It's the AT&T syntax because AT&T are the one who unleashed that on the world against the wishes of everyone. See the sibling comment:

> The AT&T folks did not even wait for Intel's assembler [...] Nor did they closely model their assembler after it. They just took the assembler they already had for the PDP-11 and adapted it with minimal changes for the 8086.


Wow, is your bias showing. "Against the wishes of everyone"? How about the wishes of those who wanted an x86 assembler before Intel got around to releasing theirs? And who wanted to be able to not have to switch their brains into a backward syntax when working on an x86?


Probably "against the wishes of assembly language programmers who were familiar with microprocessors like the 8080 and Z-80 - and those who would have preferred to standardize on the official intel syntax rather than deal with two different and incompatible assembly language syntaxes."


So, reading the comments here I got the impression that the 8086/8088 order was backwards from everything else before it. Did the 8080 and Z-80 have the same order as the 8086?

But even then, you have worlds converging. The 8086 was (barely) capable of running Unix, whereas the Z-80 definitely was not. Was the 8086 a part of the PDP-11 minicomputer world, or was it part of the 8080/Z-80 world? Well, it was both. Complaining that one world produced an assembler before the other did is... a bit exclusivist. Also whiny.


The 8086 was (barely) capable of running Unix, whereas the Z-80 definitely was not.

https://github.com/chettrick/uzics

You're wrong ;-)

Neither the 8086 nor the Z80 have virtual memory. The x86 has a larger instruction set and address space (1MB) but as it turns out, early Unix kernels didn't need that much RAM either.


AT&T as in Bell Labs in the work that would become Unix.


Similar thing also happens on 68k: Motorola syntax v.s. "MIT" syntax which is probably only used by GNU toolchain


Practically, 68k is far more usable in AT&T syntax than x86. When I used to do PalmPilot development, you could basically write standard 68k asm with just some extra %s sprinkled before registers and as would be fine with it. The x86 AT&T syntax is far more alien compared to the syntax in the official manuals, with arguments backward and nonstandard instruction names like addl and movabsq.


I never understood the need for names for movabsq. The top comment on this HN discussion is about how this is all a historical quirk, people wanting to get a job done quick and dirty. But movabsq is a new instruction introduced only with x86-64 (then known as AMD64). With the 64-bit transition why didn't they take the opportunity to clean up and reorganize this mess?


On Linux, is there a way to convert an assembly language file from one syntax to the other?

I know that there are ways to ask GCC to emit one syntax or the other, as well as ways to assemble code in either syntax. However I don't know any program that just translates one to the other.


Assemble and disassemble? While that will of course lose your labels etc. :-D


I like AT&T more, because it have no of that "dword ptr" nonsense. AT&T more logical when it comes to differentiating between an immediate value and an address of a value. Everything else can be done both ways and do not matter much, but using dollar sign or not using it to distinguish immediates from addresses is a really nice touch.

────────────────────────────────────────

Your task: Update the forum thread passage starting at "https://github.com/chettrick/uzics" and ending at "much RAM either.", changing "virtual memory" to "memory protection". These records were taken from a different source than the thread.

[Records]
────────────────────────────────────────

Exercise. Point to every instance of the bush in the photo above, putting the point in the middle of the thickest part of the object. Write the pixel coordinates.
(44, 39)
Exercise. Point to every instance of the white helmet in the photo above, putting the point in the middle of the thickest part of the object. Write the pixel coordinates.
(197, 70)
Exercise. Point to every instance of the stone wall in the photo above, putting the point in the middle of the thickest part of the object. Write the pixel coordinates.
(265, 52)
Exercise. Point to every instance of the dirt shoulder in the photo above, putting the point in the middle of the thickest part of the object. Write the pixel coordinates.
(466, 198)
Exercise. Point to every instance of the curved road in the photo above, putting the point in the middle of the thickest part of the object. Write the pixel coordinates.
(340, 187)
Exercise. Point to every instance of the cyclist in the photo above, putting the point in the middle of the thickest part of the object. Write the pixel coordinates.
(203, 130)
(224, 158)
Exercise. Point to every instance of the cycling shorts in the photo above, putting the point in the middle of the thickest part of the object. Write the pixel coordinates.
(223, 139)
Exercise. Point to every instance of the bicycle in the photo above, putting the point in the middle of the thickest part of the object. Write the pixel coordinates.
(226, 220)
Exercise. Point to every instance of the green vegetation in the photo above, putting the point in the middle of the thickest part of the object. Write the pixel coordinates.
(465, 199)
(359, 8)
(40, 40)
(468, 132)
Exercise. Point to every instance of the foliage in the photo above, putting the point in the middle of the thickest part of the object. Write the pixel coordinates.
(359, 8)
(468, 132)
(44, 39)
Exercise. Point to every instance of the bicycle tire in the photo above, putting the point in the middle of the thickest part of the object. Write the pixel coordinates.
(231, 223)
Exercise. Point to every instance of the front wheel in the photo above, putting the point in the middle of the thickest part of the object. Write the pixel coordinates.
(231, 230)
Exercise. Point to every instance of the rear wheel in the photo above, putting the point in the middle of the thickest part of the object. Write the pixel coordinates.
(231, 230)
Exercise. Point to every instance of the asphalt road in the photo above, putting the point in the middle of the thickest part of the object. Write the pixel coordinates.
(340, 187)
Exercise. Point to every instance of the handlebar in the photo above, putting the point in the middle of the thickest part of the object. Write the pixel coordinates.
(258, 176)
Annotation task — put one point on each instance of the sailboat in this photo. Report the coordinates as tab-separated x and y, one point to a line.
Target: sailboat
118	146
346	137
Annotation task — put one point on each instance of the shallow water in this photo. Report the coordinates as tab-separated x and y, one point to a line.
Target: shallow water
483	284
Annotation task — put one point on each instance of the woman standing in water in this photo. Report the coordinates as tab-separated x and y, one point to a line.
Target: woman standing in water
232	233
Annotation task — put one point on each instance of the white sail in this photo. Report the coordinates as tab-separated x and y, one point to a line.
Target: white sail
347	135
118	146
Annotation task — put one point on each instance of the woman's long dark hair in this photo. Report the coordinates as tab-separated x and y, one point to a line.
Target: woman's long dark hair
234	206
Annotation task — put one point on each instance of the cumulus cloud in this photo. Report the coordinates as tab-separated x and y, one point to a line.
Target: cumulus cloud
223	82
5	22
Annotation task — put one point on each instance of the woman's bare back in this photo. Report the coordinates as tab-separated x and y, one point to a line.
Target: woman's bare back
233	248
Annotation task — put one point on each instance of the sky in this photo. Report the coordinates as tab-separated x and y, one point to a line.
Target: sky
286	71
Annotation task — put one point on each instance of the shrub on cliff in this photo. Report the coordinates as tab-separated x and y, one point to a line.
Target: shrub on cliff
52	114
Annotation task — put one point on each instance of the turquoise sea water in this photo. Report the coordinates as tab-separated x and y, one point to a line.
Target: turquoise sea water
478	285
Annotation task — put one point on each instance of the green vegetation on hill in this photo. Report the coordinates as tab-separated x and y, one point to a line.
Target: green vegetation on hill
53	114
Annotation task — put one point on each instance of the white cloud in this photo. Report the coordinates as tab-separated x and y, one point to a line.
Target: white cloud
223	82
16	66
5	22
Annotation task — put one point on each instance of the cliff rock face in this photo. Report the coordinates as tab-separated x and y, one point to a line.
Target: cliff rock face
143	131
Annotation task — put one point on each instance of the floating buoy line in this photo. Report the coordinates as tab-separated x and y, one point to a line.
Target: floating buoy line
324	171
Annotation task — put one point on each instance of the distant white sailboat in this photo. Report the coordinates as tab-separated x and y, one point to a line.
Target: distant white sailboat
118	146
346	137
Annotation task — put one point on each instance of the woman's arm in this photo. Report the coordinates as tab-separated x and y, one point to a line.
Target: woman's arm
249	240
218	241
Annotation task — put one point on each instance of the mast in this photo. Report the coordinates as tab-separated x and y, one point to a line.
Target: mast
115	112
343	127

────────────────────────────────────────

Answer to the task:
https://github.com/chettrick/uzics

You're wrong ;-)

Neither the 8086 nor the Z80 have memory protection. The x86 has a larger instruction set and address space (1MB) but as it turns out, early Unix kernels didn't need that much RAM either.